Position identification rows
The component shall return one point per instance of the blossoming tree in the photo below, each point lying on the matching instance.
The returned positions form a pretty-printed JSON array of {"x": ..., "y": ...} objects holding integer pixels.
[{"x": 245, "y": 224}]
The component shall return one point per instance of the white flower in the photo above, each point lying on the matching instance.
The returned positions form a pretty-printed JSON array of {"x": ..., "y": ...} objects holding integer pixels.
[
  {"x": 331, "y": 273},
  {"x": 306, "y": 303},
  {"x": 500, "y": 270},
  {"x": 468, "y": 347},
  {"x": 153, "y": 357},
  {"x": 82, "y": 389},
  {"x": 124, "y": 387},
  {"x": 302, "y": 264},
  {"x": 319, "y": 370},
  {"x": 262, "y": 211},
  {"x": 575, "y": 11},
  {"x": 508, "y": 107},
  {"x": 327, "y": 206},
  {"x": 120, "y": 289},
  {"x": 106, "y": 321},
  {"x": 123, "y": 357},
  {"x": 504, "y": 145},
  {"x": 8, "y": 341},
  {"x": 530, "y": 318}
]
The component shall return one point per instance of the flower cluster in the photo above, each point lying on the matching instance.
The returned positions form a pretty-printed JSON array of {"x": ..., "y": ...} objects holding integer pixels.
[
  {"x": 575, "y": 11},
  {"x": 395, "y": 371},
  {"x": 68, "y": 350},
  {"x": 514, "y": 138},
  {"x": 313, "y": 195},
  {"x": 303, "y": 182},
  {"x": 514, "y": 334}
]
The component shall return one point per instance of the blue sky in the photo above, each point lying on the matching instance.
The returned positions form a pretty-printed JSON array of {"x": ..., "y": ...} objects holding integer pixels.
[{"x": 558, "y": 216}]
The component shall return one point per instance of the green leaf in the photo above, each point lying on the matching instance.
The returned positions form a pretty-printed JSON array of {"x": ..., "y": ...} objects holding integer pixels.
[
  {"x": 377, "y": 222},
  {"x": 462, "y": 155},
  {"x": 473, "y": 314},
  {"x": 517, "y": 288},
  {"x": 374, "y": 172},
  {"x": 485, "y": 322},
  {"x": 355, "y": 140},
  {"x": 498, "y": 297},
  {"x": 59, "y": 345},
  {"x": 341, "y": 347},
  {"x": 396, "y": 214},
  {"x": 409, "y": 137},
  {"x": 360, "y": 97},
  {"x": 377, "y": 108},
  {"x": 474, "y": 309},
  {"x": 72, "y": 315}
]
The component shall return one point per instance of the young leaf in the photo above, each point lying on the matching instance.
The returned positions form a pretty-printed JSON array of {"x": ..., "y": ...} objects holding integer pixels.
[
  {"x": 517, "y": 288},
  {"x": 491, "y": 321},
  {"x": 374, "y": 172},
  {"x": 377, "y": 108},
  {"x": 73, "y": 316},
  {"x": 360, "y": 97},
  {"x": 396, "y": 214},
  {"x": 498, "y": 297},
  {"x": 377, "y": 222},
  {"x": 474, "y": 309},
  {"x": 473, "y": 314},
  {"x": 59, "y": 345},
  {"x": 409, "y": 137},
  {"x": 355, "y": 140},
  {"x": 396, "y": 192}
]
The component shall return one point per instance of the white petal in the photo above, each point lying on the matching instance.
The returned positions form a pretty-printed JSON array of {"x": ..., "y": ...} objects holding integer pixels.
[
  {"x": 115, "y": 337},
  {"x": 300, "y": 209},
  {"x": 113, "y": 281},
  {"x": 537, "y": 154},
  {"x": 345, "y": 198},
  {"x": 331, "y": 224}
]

*EXERCISE GOAL*
Can you output all of the rows above again, word for word and without any changes?

*RESPONSE TO THIS TASK*
The component shall return one point per instance of the blossoming tree in the photo below, each point lying on the matching instance.
The returned positions form a pretty-printed JSON array of {"x": ..., "y": ...} objects holding integer pixels.
[{"x": 245, "y": 224}]
The component shall return one point per instance of the white flower in the photo above, each point lying on the matching instance.
The returned positions form a pretty-printed JSON array of {"x": ..., "y": ...} objects holding integer pixels.
[
  {"x": 331, "y": 273},
  {"x": 306, "y": 303},
  {"x": 500, "y": 270},
  {"x": 468, "y": 347},
  {"x": 153, "y": 357},
  {"x": 82, "y": 389},
  {"x": 124, "y": 387},
  {"x": 302, "y": 264},
  {"x": 319, "y": 370},
  {"x": 262, "y": 211},
  {"x": 575, "y": 11},
  {"x": 508, "y": 107},
  {"x": 327, "y": 206},
  {"x": 120, "y": 289},
  {"x": 106, "y": 321},
  {"x": 123, "y": 357},
  {"x": 504, "y": 145},
  {"x": 8, "y": 341},
  {"x": 530, "y": 318}
]
The component shall return one point per instance of the flower cluster in the photo above, each point lying on the matching instance.
The returned positions form a pretty-printed JSON array of {"x": ..., "y": ...} objects holding integer pixels.
[
  {"x": 575, "y": 11},
  {"x": 395, "y": 371},
  {"x": 68, "y": 350},
  {"x": 514, "y": 138},
  {"x": 313, "y": 195},
  {"x": 303, "y": 182},
  {"x": 514, "y": 334}
]
The component shall return one point per instance of the blue sky in the photo above, each point lying on the matching instance.
The returned positions form a pretty-printed JSON array of {"x": ..., "y": ...} objects holding integer pixels.
[{"x": 558, "y": 216}]
The component shall return one point per instance of the green leaf in the photo above, each point lying on the matching instance.
The returned positions form a pretty-printed JSON array of {"x": ..., "y": ...} objects holding integer pixels.
[
  {"x": 377, "y": 222},
  {"x": 462, "y": 155},
  {"x": 473, "y": 314},
  {"x": 517, "y": 288},
  {"x": 374, "y": 172},
  {"x": 485, "y": 322},
  {"x": 355, "y": 140},
  {"x": 498, "y": 297},
  {"x": 59, "y": 345},
  {"x": 341, "y": 347},
  {"x": 396, "y": 214},
  {"x": 409, "y": 137},
  {"x": 360, "y": 97},
  {"x": 377, "y": 108},
  {"x": 474, "y": 309},
  {"x": 72, "y": 315}
]
The component shall return one point per instance of the young leaf in the photo above, each point lying on the matching instance.
The returned positions form a pretty-printed JSON array of {"x": ..., "y": ...} objects holding integer pixels.
[
  {"x": 517, "y": 288},
  {"x": 491, "y": 321},
  {"x": 374, "y": 172},
  {"x": 377, "y": 108},
  {"x": 73, "y": 316},
  {"x": 360, "y": 97},
  {"x": 396, "y": 214},
  {"x": 498, "y": 297},
  {"x": 377, "y": 222},
  {"x": 474, "y": 309},
  {"x": 473, "y": 314},
  {"x": 59, "y": 345},
  {"x": 409, "y": 137},
  {"x": 355, "y": 140},
  {"x": 396, "y": 192}
]
The component shall return one point per instance of the white petal in the photo above, each point lying on the matching instance.
The returned positions form a pretty-printed JSON array of {"x": ..., "y": ...} objects holding integer pixels.
[
  {"x": 115, "y": 337},
  {"x": 300, "y": 209},
  {"x": 113, "y": 281},
  {"x": 537, "y": 154},
  {"x": 345, "y": 198},
  {"x": 331, "y": 224}
]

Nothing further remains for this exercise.